(What the task asks) Reproduce word for word the commentary below on judicial delay and tribunals in India.

-- START Selected extract --

'Justice delayed is justice denied' as an adage is commonly understood and will safely find no or very less opposition in any civic society. First brush with this adage was as a law student, however, it is as relevant as when visited first. Unfortunately, its relativity in Indian context never seems to fade away. Recently, as per the response to a query in Rajya Sabha1 , as per Ministry of Law and Justice the total number of cases pending before following Courts are:

Supreme Court 62,054 (as on August 31, 2020)
High Courts 51,57,378 (as on September 20, 2020)
District & Subordinate Courts 3,45,71,854 (as on September 20, 2020)

While disposal of pending cases has gathered much steam in recent times, need for additional judges in all the Courts is well known. Delay in the context of justice dispensation is undeniably painful for a litigant and such delay becomes even more agonizing when statutory commissions and tribunals established for such specific (mostly speedy) adjudication of disputes and exercise of delegated legislation is marred by delay or nonfunctioning.

Conceptually, tribunals have been established for being cost-effective, accessible, free from technicalities, expeditious, rapid and efficient being manned by experts. The concept of tribunalization was developed to overcome the crisis of delay and backlogs in the administration of justice. In this regard, Law Commission of India Report No. 2722 issued back in 2017 highlights the plight of high pendency.

Failure to function for non-appointment of members/chairpersons due to lethargic approach by selection committees and central/state government despite being in the know of such vacancies well in advance, is no less than tragic for a litigant.

-- END Selected extract --
-- START Raw records --

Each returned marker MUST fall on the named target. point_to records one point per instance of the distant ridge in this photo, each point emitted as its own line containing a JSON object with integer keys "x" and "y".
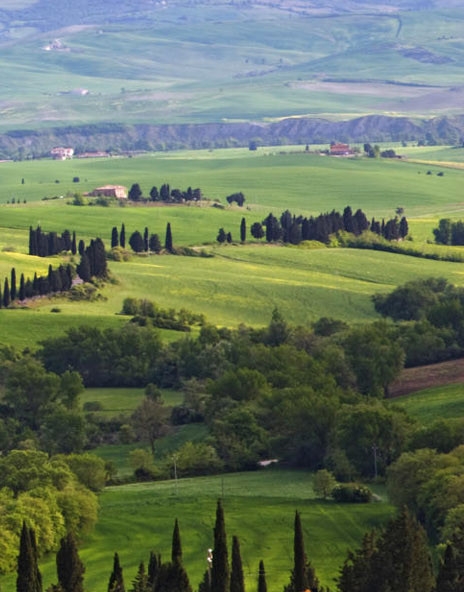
{"x": 123, "y": 138}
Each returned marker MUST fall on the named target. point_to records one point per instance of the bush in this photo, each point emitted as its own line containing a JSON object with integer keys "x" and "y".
{"x": 352, "y": 493}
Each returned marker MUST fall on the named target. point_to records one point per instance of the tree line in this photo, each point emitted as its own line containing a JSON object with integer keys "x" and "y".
{"x": 293, "y": 229}
{"x": 394, "y": 558}
{"x": 92, "y": 265}
{"x": 165, "y": 194}
{"x": 142, "y": 242}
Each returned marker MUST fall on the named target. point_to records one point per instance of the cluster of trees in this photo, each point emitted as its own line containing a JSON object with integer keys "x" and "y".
{"x": 57, "y": 280}
{"x": 46, "y": 244}
{"x": 429, "y": 315}
{"x": 295, "y": 229}
{"x": 164, "y": 194}
{"x": 449, "y": 232}
{"x": 49, "y": 494}
{"x": 93, "y": 261}
{"x": 141, "y": 243}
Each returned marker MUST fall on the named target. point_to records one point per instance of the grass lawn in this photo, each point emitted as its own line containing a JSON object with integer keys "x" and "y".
{"x": 259, "y": 509}
{"x": 428, "y": 405}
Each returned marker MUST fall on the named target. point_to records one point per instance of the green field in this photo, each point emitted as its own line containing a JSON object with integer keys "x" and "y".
{"x": 324, "y": 282}
{"x": 210, "y": 62}
{"x": 444, "y": 402}
{"x": 259, "y": 509}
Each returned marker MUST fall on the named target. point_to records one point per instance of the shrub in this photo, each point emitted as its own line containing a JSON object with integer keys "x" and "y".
{"x": 352, "y": 493}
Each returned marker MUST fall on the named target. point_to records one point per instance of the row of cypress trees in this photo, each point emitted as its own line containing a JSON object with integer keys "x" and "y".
{"x": 56, "y": 280}
{"x": 396, "y": 559}
{"x": 46, "y": 244}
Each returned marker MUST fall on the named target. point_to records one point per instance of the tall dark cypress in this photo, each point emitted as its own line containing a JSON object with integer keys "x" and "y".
{"x": 13, "y": 284}
{"x": 116, "y": 581}
{"x": 69, "y": 567}
{"x": 145, "y": 238}
{"x": 237, "y": 582}
{"x": 220, "y": 563}
{"x": 168, "y": 241}
{"x": 243, "y": 230}
{"x": 300, "y": 580}
{"x": 262, "y": 585}
{"x": 74, "y": 243}
{"x": 176, "y": 550}
{"x": 6, "y": 293}
{"x": 122, "y": 236}
{"x": 114, "y": 237}
{"x": 22, "y": 288}
{"x": 28, "y": 575}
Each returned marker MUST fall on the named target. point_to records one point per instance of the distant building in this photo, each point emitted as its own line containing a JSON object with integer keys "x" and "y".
{"x": 60, "y": 153}
{"x": 341, "y": 150}
{"x": 118, "y": 191}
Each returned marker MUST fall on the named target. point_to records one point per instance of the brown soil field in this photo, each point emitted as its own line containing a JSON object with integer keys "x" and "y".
{"x": 422, "y": 377}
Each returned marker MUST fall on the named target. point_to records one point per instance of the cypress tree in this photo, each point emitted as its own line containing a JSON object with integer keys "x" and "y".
{"x": 122, "y": 236}
{"x": 220, "y": 563}
{"x": 168, "y": 241}
{"x": 83, "y": 269}
{"x": 13, "y": 284}
{"x": 139, "y": 584}
{"x": 22, "y": 288}
{"x": 6, "y": 294}
{"x": 154, "y": 565}
{"x": 303, "y": 576}
{"x": 116, "y": 581}
{"x": 262, "y": 586}
{"x": 69, "y": 567}
{"x": 243, "y": 230}
{"x": 28, "y": 578}
{"x": 73, "y": 244}
{"x": 114, "y": 237}
{"x": 237, "y": 582}
{"x": 176, "y": 550}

-- END Raw records --

(Written answer)
'Justice delayed is justice denied' as an adage is commonly understood and will safely find no or very less opposition in any civic society. First brush with this adage was as a law student, however, it is as relevant as when visited first. Unfortunately, its relativity in Indian context never seems to fade away. Recently, as per the response to a query in Rajya Sabha1 , as per Ministry of Law and Justice the total number of cases pending before following Courts are:

Supreme Court 62,054 (as on August 31, 2020)
High Courts 51,57,378 (as on September 20, 2020)
District & Subordinate Courts 3,45,71,854 (as on September 20, 2020)

While disposal of pending cases has gathered much steam in recent times, need for additional judges in all the Courts is well known. Delay in the context of justice dispensation is undeniably painful for a litigant and such delay becomes even more agonizing when statutory commissions and tribunals established for such specific (mostly speedy) adjudication of disputes and exercise of delegated legislation is marred by delay or nonfunctioning.

Conceptually, tribunals have been established for being cost-effective, accessible, free from technicalities, expeditious, rapid and efficient being manned by experts. The concept of tribunalization was developed to overcome the crisis of delay and backlogs in the administration of justice. In this regard, Law Commission of India Report No. 2722 issued back in 2017 highlights the plight of high pendency.

Failure to function for non-appointment of members/chairpersons due to lethargic approach by selection committees and central/state government despite being in the know of such vacancies well in advance, is no less than tragic for a litigant.